→ **YOUR TASK**: Find every line in the listing below that contains the string "city", and copy each of those lines in full. A match counts only if its letter case is the same.

══ DATASET

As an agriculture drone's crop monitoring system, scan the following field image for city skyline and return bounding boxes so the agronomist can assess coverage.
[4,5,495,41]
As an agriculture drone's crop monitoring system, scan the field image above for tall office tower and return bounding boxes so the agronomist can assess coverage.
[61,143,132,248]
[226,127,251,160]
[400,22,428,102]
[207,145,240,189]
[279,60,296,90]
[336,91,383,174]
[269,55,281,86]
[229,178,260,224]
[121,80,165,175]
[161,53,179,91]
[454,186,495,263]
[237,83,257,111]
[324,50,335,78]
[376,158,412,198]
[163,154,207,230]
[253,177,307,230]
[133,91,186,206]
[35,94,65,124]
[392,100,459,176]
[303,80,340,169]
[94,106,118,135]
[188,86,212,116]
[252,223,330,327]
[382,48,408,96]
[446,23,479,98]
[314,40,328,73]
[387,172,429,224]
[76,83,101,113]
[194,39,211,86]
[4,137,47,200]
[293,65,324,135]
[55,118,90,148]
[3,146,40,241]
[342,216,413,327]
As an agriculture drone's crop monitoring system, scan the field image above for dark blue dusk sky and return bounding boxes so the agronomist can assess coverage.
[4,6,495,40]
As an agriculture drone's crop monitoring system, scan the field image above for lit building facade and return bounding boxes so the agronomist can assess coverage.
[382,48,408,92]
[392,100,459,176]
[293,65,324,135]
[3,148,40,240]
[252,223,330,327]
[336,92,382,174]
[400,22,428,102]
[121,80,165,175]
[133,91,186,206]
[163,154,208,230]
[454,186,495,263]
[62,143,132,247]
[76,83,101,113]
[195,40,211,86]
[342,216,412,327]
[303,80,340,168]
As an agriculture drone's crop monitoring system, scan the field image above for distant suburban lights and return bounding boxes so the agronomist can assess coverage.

════

→ **EXERCISE SOLUTION**:
As an agriculture drone's crop monitoring system, scan the following field image for city skyline and return bounding boxes so the agronomist can assess coverage.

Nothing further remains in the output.